START TEXT PASSAGE

Candidates Cannot Change Domicile Status In Counselling Form After Last Date Of Registration: High Court Of Madhya Pradesh

Zeeshan Thomas

10 Feb 2022 4:48 PM GMT

  • Candidates Cannot Change Domicile Status In Counselling Form After Last Date Of Registration: High Court Of Madhya Pradesh

    The High Court of Madhya Pradesh recently dismissed a petition filed by a NEET candidate seeking directions of the Court to allow him to change his domicile status to M.P. on his counselling form, since the last date of registration had passed. Citing Rule 6 of the Madhya Pradesh Medical Education Admission Rules, 2018 (hereinafter referred to as, "the Admission Rules"), the...

    The High Court of Madhya Pradesh recently dismissed a petition filed by a NEET candidate seeking directions of the Court to allow him to change his domicile status to M.P. on his counselling form, since the last date of registration had passed.

END TEXT PASSAGE
START INFORMATION PROVIDED

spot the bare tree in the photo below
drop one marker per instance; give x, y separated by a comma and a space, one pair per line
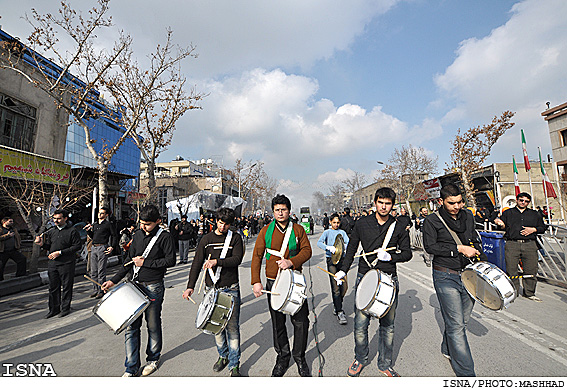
470, 149
84, 70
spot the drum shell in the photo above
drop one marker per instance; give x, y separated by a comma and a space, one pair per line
214, 312
121, 306
381, 289
482, 274
290, 285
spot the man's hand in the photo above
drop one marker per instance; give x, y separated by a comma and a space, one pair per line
187, 293
210, 263
257, 289
526, 231
468, 251
284, 263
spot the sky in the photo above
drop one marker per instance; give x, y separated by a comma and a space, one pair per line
318, 90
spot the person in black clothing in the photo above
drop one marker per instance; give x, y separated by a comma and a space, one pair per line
522, 226
449, 259
371, 232
147, 270
347, 223
183, 229
222, 264
104, 240
10, 244
61, 242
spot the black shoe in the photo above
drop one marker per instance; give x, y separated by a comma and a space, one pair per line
303, 368
220, 364
280, 368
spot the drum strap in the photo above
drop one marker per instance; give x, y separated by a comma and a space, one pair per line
216, 276
147, 252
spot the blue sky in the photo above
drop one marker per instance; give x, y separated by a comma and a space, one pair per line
320, 89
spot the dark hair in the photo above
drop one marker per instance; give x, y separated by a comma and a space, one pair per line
281, 199
226, 215
385, 193
63, 212
450, 190
149, 213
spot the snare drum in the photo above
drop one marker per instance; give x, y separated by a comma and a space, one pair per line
375, 293
488, 285
121, 306
288, 292
214, 312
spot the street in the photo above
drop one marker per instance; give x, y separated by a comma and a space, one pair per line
529, 339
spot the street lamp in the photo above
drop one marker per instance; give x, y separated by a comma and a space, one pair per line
239, 173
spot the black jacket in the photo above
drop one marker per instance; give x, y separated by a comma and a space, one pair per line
66, 240
155, 264
368, 232
440, 243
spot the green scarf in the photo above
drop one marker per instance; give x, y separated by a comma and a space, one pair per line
292, 243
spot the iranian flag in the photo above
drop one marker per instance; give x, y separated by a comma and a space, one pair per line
525, 150
547, 186
516, 183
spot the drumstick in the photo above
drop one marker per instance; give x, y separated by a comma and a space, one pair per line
374, 252
269, 292
203, 278
330, 273
94, 281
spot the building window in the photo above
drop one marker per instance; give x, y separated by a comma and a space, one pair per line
17, 124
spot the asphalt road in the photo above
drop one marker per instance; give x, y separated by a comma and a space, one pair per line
528, 339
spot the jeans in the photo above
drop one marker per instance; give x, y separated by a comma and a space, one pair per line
385, 332
155, 292
300, 322
183, 250
228, 341
456, 308
337, 292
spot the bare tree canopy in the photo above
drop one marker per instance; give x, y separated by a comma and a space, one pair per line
471, 148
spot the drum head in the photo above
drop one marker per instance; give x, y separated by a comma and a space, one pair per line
281, 286
481, 290
366, 290
340, 248
206, 308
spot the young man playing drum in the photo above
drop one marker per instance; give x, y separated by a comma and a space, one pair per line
376, 232
291, 256
219, 254
449, 259
148, 270
327, 243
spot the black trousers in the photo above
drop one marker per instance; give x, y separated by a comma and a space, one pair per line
527, 252
300, 322
61, 277
19, 259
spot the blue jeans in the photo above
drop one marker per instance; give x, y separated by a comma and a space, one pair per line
228, 341
456, 308
385, 332
155, 292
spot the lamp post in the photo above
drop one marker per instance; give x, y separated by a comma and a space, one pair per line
239, 174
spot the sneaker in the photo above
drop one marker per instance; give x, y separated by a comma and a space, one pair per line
220, 364
342, 318
150, 367
355, 368
389, 372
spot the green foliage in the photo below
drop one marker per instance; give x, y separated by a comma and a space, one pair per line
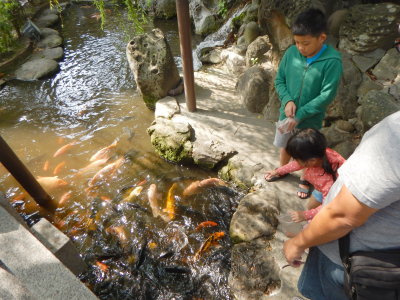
222, 8
11, 19
136, 13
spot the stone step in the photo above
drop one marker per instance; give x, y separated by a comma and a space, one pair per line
33, 265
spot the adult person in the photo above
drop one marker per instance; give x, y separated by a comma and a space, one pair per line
306, 82
365, 200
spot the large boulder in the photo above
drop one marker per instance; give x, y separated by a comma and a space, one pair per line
172, 140
375, 106
255, 216
253, 88
204, 15
36, 69
369, 26
165, 9
153, 66
345, 104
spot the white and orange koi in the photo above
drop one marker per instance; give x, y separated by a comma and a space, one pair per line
65, 148
106, 171
58, 168
104, 153
92, 166
196, 185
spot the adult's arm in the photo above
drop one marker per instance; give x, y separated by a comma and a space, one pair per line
329, 88
334, 220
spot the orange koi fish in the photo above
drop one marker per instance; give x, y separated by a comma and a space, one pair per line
206, 224
170, 206
104, 153
46, 166
196, 185
64, 149
92, 166
58, 168
107, 171
212, 240
102, 266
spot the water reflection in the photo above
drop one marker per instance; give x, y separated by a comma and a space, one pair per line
91, 104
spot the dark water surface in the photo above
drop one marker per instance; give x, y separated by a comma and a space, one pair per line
91, 103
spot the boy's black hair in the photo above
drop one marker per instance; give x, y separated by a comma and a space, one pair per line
310, 143
310, 22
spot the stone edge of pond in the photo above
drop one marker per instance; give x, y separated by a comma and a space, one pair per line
257, 258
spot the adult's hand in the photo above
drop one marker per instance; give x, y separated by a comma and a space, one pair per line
290, 109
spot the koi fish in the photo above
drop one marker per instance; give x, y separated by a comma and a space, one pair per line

END INFORMATION PROVIDED

ACTIVITY LIST:
A: List every abbreviation that appears in the news report on the domicile ruling, counting shortened words as well as acronyms.
B: Summarize the news report on the domicile ruling in two sentences.
C: Carry the news report on the domicile ruling forward from its final sentence.

OUTPUTS BY TASK:
A: NEET, M.P., Feb, PM, GMT

B: The High Court of Madhya Pradesh dismissed a petition from a NEET candidate who wanted the Court to let him change his domicile status to M.P. on his counselling form. The last date of registration had already passed, and the Court cited Rule 6 of the Madhya Pradesh Medical Education Admission Rules, 2018.

C:
    Citing Rule 6 of the Madhya Pradesh Medical Education Admission Rules, 2018 (hereinafter referred to as, "the Admission Rules"), the division bench of Justice Sujoy Paul and Justice Arun Kumar Sharma held-

    The language of Rule 6 aforesaid, in our opinion is plain, clear and unambiguous. Thus, it should be given effect to in spite of any consequence. The purpose of inserting Rule 6 is already dealt with in sufficient detail by the previous Division Bench in Ayushi Saraogi (supra). We are in respectful agreement with the view taken by the Division Bench in the case of Ayushi Saraogi (supra). If any other interpretation is given to the said Rule, it will certainly defeat the very purpose of inserting the said Rule in the statute book. Rule 6 is inserted by law maker with a conscious view that if position or factual aspects are permitted to be changed, it will create chaos for the examining authorities.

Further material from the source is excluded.